▶ What to work on:
Please render each line of the entries below as a JSON list of strings, one string per line, with blank lines left out.

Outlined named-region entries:

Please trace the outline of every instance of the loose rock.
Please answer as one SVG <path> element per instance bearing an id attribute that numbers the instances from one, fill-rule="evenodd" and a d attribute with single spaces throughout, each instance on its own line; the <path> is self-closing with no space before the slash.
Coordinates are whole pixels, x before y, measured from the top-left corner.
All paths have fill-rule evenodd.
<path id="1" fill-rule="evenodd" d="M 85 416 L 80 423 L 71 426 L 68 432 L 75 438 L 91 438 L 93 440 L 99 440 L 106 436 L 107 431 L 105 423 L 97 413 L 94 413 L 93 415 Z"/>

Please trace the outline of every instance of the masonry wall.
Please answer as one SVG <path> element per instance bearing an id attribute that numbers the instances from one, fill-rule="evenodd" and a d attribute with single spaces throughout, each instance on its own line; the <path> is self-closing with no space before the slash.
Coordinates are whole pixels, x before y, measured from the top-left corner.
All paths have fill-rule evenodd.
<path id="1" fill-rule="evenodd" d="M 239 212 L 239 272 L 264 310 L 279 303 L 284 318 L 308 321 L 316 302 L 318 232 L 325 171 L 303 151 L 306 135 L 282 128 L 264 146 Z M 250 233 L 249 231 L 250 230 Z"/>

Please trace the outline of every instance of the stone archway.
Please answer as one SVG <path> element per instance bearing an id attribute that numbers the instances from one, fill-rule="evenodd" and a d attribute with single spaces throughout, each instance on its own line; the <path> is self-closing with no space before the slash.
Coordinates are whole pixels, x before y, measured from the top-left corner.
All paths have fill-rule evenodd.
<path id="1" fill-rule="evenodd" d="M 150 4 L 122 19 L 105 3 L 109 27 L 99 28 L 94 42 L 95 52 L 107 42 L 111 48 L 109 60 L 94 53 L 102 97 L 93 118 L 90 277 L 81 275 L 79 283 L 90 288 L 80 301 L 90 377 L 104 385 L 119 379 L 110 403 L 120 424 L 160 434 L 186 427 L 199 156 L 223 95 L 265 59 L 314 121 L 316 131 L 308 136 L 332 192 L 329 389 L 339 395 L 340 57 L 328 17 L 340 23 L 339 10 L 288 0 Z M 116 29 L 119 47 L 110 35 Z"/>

▶ Task output:
[
  "Please trace the outline of every instance of the loose rock.",
  "Please answer as one SVG <path> element per instance bearing an id attribute that numbers the instances from one, fill-rule=\"evenodd\" and a d attribute with single spaces throughout, each instance on its own line; the <path> is self-closing with no space before the slash.",
  "Coordinates are whole pixels, x before y, measured from the top-left corner.",
  "All paths have fill-rule evenodd.",
  "<path id=\"1\" fill-rule=\"evenodd\" d=\"M 85 416 L 80 423 L 71 426 L 68 432 L 75 438 L 91 438 L 93 440 L 99 440 L 106 436 L 107 431 L 105 423 L 97 413 L 94 413 L 93 415 Z\"/>",
  "Please trace the outline of every instance of the masonry wall.",
  "Please answer as one SVG <path> element per instance bearing an id attribute that numbers the instances from one, fill-rule=\"evenodd\" and a d attribute with single spaces throughout, each instance on its own line; the <path> is self-closing with no space before the slash.",
  "Coordinates are whole pixels, x before y, measured from the top-left corner.",
  "All paths have fill-rule evenodd.",
  "<path id=\"1\" fill-rule=\"evenodd\" d=\"M 239 212 L 239 272 L 264 310 L 279 303 L 284 318 L 308 321 L 316 302 L 318 232 L 325 171 L 303 151 L 306 135 L 282 128 L 264 146 Z M 250 233 L 249 231 L 250 230 Z\"/>",
  "Please trace the outline of every instance of the stone archway.",
  "Please answer as one SVG <path> element per instance bearing an id attribute that numbers the instances from one, fill-rule=\"evenodd\" and a d attribute with single spaces throughout, each instance on its own line; the <path> is self-closing with no space before the slash.",
  "Coordinates are whole pixels, x before y, measured from the top-left corner.",
  "All paths have fill-rule evenodd.",
  "<path id=\"1\" fill-rule=\"evenodd\" d=\"M 150 4 L 122 19 L 105 3 L 109 27 L 99 28 L 94 42 L 95 52 L 107 42 L 111 48 L 109 60 L 94 53 L 102 97 L 93 118 L 90 277 L 81 275 L 79 283 L 90 288 L 80 301 L 90 377 L 104 385 L 119 379 L 110 403 L 120 424 L 160 434 L 186 427 L 199 156 L 223 95 L 265 59 L 314 121 L 316 131 L 308 136 L 332 192 L 329 389 L 339 395 L 340 57 L 328 17 L 340 23 L 339 10 L 288 0 Z M 116 29 L 119 47 L 110 35 Z\"/>"
]